AIM OF THE TASK -> Return the listing exactly, please; no pictures.
╔══
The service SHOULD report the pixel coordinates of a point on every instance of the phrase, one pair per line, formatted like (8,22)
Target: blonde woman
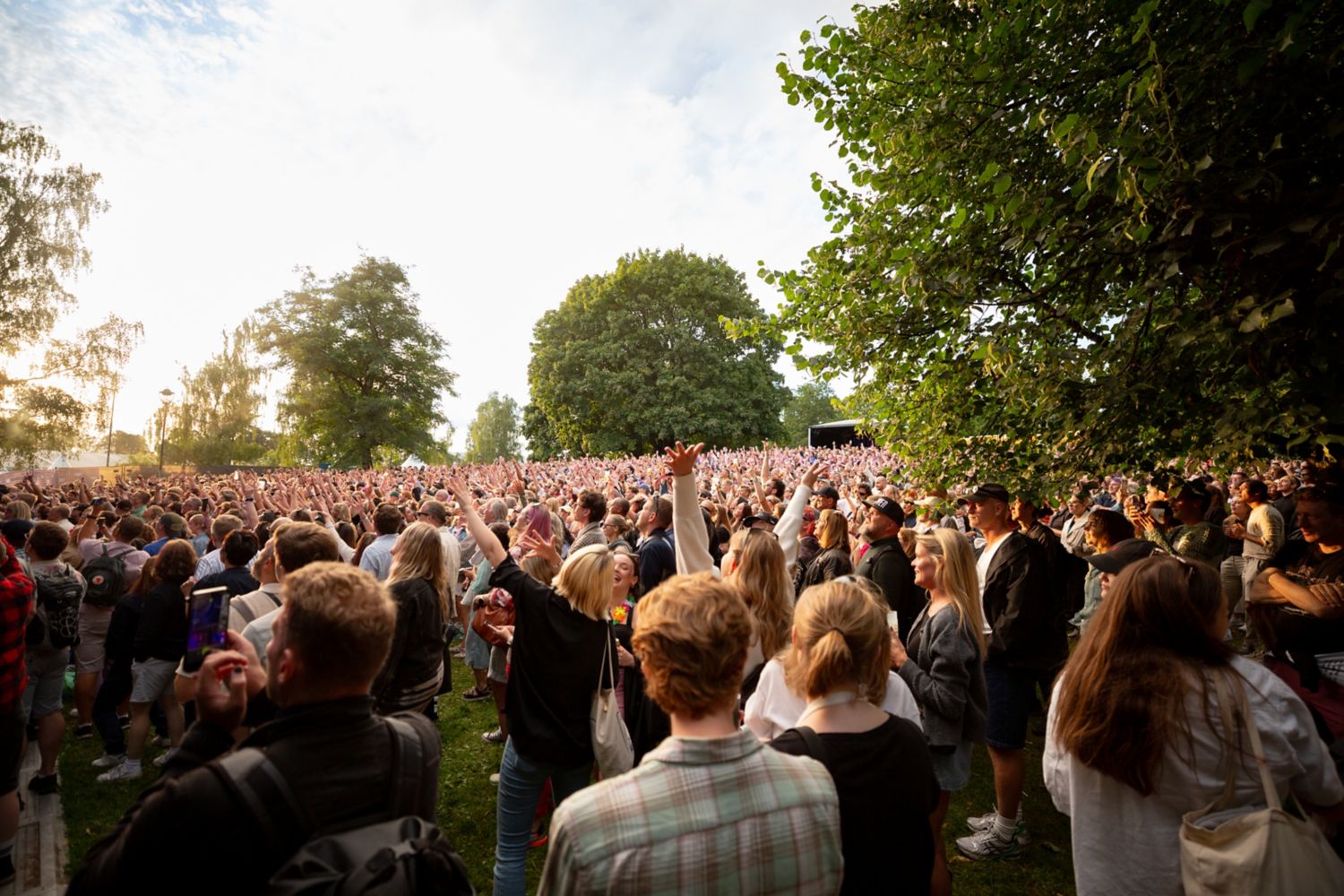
(832,560)
(418,583)
(559,637)
(943,667)
(839,662)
╚══
WRITTEN RESPONSE ->
The service SHOULD report the pixel coordinates of a point on every instance of the phrase, one pair per line, formatted like (8,22)
Target: blonde woman
(832,560)
(418,583)
(559,637)
(943,667)
(839,662)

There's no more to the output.